*MATERIAL FOR THIS EXERCISE*.
= = =

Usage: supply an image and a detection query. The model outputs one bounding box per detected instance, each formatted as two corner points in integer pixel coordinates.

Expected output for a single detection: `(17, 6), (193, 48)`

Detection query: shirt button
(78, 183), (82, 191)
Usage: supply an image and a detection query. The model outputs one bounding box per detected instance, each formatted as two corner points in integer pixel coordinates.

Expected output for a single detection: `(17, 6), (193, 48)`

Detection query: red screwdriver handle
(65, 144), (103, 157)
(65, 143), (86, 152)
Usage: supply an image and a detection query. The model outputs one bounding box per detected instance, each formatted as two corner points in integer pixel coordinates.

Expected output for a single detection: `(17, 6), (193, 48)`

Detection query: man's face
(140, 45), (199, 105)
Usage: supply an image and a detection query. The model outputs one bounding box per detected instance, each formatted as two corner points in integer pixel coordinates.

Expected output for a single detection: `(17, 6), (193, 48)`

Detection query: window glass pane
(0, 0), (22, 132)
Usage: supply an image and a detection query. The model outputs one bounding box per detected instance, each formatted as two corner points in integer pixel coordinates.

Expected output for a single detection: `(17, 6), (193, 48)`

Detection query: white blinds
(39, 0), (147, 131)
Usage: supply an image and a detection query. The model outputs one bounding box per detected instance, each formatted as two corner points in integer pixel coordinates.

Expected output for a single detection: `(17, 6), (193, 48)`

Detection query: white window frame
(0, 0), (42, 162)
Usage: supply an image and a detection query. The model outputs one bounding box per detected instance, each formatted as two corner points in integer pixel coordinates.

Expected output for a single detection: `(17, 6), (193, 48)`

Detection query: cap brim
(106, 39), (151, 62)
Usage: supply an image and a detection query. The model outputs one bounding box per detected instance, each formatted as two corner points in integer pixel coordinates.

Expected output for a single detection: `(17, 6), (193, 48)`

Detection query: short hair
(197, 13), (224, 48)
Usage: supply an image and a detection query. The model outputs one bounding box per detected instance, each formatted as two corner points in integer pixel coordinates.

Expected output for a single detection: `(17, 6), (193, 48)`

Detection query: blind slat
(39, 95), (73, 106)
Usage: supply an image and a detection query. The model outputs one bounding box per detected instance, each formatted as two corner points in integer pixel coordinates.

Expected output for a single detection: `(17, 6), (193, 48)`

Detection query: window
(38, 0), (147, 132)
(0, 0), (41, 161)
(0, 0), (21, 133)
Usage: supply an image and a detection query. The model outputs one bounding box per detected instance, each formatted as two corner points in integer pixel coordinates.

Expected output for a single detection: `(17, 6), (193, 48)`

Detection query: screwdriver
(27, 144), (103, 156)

= = =

*ABOUT THIS EXERCISE*. Your answer must be an exact transcription of all the data above.

*ANSWER FOR THIS EXERCISE*.
Usage: supply an image and a detection query. The model outputs one bounding box per detected instance, each formatted as two corner points in integer pixel coordinates.

Expected output for a single detection: `(17, 6), (193, 48)`

Detection query: shirt button
(78, 183), (82, 191)
Usage: supply an image and a detection query. The model outputs one bounding box per detected instance, each formatted as two corner points in integer pixel coordinates.

Expected output for a single detection: `(17, 6), (193, 48)`

Detection query: red screwdriver handle
(65, 144), (103, 157)
(65, 143), (86, 152)
Usage: supply an image and a detection query. The model outputs one bounding box per detected instance, each formatted as two corner points in integer pixel coordinates.

Expected output for a single detection: `(17, 6), (193, 48)`

Detection query: man's face
(140, 45), (199, 105)
Usage: supply an image and a detection query. The model outputs one bounding box per detected instance, each formatted as two corner points in integer pixel coordinates.

Expected output for a single detection: `(17, 6), (193, 48)`

Detection query: window glass pane
(0, 0), (22, 132)
Usage: supply an image and a detection query. The model outputs one bounding box per detected instance, each formatted as two corner points in integer pixel coordinates.

Expected output for a single detection: `(17, 6), (193, 48)`

Detection query: white blinds
(39, 0), (147, 131)
Usage: supply an image and a detection query. The model outputs one bounding box per detected instance, each formatted as two corner points in integer pixel coordinates.

Expected output for a single detection: `(17, 6), (193, 48)`

Detection query: white window frame
(0, 0), (42, 162)
Usage: supply an image and a detection query. The model outputs one bounding box per detected instance, each formatted as two corner points in integer pixel coordinates.

Expected output for a single detection: `(17, 6), (193, 48)`

Detection query: cap brim
(106, 39), (151, 62)
Usage: supply an image and a detection query. The model outputs one bounding box per detected instance, each formatted as two corner points in integer pixel coordinates.

Expected output for a single detection: `(17, 6), (193, 48)`

Detection query: short hair
(197, 13), (224, 48)
Usage: supply an image and a detection query. The model outputs one bounding box per detected instance, each formatted as two corner points in integer pixel coordinates.

Expected output for a single detection: `(17, 6), (193, 48)`

Detection query: blind slat
(39, 95), (73, 106)
Usage: supply an image and a detection query. The model outputs one bounding box per detected instance, each formatted as two corner points in integer pixel coordinates.

Expected output for a single detection: `(17, 6), (193, 48)`

Detection query: window
(38, 0), (147, 132)
(0, 0), (41, 161)
(0, 0), (21, 133)
Usage: supply an image and a detection query. The model outputs one bounding box per detected instance, each formatted as two corner points in integer pixel coordinates.

Expected output for a single detection: `(17, 6), (193, 48)`

Detection query: screwdriver
(27, 144), (103, 156)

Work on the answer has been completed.